PROBLEM - List every line in the records below that contains the word "calf", copying each such line in full.

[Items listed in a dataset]
◆ ◆ ◆

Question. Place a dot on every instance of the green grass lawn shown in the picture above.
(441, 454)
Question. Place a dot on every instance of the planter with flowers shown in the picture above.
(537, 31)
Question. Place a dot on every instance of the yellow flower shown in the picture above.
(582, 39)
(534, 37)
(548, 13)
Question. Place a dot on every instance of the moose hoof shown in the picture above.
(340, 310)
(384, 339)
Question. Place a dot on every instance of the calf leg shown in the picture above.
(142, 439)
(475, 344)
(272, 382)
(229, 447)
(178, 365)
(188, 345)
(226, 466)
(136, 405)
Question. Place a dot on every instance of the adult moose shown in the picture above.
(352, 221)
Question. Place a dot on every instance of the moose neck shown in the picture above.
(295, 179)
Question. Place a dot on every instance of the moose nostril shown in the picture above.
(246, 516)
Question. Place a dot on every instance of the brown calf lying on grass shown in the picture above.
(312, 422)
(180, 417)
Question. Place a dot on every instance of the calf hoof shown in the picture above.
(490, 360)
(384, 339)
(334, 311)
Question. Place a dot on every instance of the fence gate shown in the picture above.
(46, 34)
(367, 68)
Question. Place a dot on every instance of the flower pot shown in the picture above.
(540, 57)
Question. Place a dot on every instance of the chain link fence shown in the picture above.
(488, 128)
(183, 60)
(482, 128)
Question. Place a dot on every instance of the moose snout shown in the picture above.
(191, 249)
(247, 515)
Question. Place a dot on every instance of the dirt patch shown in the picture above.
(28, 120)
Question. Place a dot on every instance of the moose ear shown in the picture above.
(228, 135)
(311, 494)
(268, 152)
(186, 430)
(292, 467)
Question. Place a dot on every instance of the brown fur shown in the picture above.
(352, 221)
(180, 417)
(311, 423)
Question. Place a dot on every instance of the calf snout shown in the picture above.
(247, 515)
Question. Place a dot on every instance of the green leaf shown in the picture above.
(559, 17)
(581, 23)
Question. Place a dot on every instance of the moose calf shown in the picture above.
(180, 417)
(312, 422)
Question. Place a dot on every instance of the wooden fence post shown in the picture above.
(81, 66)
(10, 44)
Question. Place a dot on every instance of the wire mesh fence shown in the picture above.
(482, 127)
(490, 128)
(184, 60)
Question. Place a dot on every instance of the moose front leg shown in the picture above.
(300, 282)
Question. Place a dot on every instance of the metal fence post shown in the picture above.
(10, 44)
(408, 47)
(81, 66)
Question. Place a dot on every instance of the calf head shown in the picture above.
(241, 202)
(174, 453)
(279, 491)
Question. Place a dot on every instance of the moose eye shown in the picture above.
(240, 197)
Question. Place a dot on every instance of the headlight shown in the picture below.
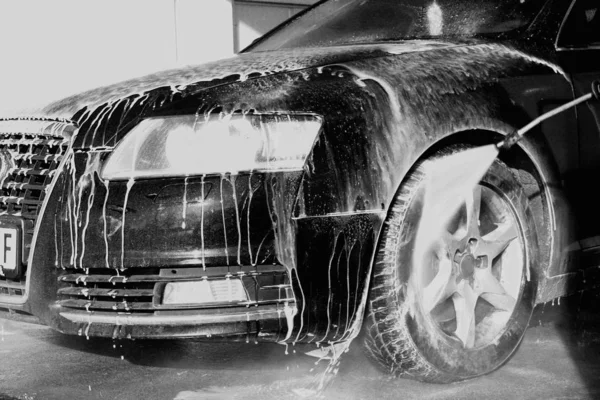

◆ ◆ ◆

ANSWER TO THIS EXERCISE -
Question. Place a dot on every instance of the calf leg shown in the picture above.
Question. Place a dot on every instance of the brown calf lying on grass shown in the picture above.
Question. Place a dot on every instance of the calf hoof shown in the picture above.
Question. Place a dot on every instance of the calf snout shown in the picture above.
Question. Place a dot on every instance of the moose calf shown in the picture above.
Question. Place a dot on every instance of the calf head shown in the picture above.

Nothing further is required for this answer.